Records from a point-labeling set:
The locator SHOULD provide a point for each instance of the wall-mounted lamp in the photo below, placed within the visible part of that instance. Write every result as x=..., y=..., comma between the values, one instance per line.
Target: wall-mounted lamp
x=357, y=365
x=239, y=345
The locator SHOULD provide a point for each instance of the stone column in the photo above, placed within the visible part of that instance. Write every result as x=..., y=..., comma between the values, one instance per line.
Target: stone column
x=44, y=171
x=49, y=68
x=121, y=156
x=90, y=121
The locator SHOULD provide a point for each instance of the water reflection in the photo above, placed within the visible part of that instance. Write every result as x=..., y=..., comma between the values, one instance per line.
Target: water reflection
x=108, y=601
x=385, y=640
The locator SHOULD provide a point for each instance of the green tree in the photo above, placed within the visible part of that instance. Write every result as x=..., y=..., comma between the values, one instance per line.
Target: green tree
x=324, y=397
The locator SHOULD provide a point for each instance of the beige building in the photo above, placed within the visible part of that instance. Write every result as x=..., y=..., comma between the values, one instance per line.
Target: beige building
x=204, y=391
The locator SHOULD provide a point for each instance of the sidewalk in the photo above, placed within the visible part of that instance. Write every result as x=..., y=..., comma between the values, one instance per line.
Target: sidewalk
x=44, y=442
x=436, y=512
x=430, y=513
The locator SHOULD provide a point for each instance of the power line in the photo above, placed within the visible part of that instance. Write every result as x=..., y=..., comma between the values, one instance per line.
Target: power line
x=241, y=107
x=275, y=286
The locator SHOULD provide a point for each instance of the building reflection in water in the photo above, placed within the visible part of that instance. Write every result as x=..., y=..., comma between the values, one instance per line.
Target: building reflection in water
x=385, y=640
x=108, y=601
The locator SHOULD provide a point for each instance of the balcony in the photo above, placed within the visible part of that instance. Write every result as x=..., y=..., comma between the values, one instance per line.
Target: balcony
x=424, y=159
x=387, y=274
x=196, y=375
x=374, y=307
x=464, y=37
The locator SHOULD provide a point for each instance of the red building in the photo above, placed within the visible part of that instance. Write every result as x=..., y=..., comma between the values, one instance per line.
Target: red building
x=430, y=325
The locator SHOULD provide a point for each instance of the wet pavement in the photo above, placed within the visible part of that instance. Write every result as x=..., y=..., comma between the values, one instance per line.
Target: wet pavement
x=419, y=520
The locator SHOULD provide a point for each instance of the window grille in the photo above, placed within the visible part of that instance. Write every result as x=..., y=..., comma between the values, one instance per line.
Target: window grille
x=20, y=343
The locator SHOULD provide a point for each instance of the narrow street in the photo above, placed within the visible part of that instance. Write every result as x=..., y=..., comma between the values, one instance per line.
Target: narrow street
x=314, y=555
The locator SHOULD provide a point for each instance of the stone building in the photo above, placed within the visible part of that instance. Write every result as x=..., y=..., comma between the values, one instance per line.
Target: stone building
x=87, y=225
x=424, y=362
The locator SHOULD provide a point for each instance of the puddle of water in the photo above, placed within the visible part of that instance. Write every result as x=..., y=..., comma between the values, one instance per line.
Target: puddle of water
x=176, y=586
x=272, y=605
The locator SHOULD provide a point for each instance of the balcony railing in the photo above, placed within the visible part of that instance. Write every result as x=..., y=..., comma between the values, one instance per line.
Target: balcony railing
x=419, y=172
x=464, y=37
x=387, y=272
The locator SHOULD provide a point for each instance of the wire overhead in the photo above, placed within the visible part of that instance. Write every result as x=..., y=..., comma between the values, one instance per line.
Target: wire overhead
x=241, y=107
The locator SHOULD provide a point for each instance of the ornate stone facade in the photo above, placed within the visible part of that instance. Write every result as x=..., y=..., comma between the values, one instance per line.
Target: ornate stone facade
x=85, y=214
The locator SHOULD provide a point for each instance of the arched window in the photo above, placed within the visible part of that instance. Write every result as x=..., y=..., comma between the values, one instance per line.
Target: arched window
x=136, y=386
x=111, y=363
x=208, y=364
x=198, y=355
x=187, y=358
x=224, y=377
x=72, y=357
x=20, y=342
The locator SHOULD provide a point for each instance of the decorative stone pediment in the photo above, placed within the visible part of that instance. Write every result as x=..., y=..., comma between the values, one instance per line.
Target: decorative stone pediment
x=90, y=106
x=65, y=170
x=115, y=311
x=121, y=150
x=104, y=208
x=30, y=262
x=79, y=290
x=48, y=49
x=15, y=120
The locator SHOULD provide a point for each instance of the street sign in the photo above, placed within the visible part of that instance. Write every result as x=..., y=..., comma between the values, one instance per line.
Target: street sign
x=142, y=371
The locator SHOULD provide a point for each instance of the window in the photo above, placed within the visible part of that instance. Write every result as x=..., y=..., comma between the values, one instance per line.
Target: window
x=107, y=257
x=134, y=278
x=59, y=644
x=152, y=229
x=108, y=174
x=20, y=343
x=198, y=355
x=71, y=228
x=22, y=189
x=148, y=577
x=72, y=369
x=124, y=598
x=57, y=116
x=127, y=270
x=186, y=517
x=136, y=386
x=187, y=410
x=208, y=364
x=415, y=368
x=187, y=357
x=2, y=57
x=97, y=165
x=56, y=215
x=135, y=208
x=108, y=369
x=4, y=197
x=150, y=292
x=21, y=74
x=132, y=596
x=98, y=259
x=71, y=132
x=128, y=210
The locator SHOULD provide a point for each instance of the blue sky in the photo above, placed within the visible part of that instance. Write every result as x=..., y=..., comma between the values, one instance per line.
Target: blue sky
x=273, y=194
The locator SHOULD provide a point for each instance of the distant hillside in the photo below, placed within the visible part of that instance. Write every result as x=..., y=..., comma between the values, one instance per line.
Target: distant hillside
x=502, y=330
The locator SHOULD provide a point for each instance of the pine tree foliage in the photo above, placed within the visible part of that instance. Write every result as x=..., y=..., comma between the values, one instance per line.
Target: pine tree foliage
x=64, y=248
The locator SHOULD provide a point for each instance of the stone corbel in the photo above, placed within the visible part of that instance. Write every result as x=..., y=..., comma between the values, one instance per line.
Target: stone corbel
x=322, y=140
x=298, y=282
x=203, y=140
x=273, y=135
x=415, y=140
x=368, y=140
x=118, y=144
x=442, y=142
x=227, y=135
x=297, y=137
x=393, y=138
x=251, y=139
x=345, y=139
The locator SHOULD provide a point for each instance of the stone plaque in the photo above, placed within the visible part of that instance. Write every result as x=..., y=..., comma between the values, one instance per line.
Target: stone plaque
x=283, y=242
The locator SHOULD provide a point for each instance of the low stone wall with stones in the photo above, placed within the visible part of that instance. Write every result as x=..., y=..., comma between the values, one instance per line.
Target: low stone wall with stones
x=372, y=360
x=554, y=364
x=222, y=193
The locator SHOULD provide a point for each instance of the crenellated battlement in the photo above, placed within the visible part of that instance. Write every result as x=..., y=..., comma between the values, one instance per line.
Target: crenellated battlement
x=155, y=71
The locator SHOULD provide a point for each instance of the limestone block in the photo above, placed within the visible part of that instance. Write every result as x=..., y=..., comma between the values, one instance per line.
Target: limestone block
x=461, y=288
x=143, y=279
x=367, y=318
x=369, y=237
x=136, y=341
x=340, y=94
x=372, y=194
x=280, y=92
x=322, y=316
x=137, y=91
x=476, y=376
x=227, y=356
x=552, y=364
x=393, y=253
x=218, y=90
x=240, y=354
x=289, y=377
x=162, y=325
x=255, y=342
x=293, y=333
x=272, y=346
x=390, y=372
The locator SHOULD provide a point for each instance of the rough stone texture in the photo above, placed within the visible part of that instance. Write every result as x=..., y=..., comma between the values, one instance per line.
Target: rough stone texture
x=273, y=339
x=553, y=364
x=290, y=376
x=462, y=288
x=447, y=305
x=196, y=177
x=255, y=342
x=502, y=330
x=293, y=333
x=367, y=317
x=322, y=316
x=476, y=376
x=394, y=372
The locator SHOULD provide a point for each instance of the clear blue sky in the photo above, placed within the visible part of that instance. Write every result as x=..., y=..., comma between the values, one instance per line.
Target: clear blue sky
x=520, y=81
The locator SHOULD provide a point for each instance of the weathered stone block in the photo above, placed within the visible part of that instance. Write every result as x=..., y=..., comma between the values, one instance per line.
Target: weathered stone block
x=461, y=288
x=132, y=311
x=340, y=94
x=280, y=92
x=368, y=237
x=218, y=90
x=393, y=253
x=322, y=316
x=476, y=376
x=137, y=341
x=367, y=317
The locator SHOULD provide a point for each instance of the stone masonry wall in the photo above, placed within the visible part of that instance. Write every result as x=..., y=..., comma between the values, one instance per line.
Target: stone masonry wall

STATED PROBLEM: Give the lines of the records, from the line with "of the clear" to the line with "x=520, y=81", as a Markdown table with the columns Row and Line, one line per row. Leave out blank lines.

WRITTEN SOLUTION:
| Row | Line |
|---|---|
| 1 | The locator SHOULD provide a point for each instance of the clear blue sky in the photo above, placed within the visible part of that instance. Write every result as x=..., y=..., comma between the values, one instance per line. |
| 2 | Target: clear blue sky |
| 3 | x=520, y=81 |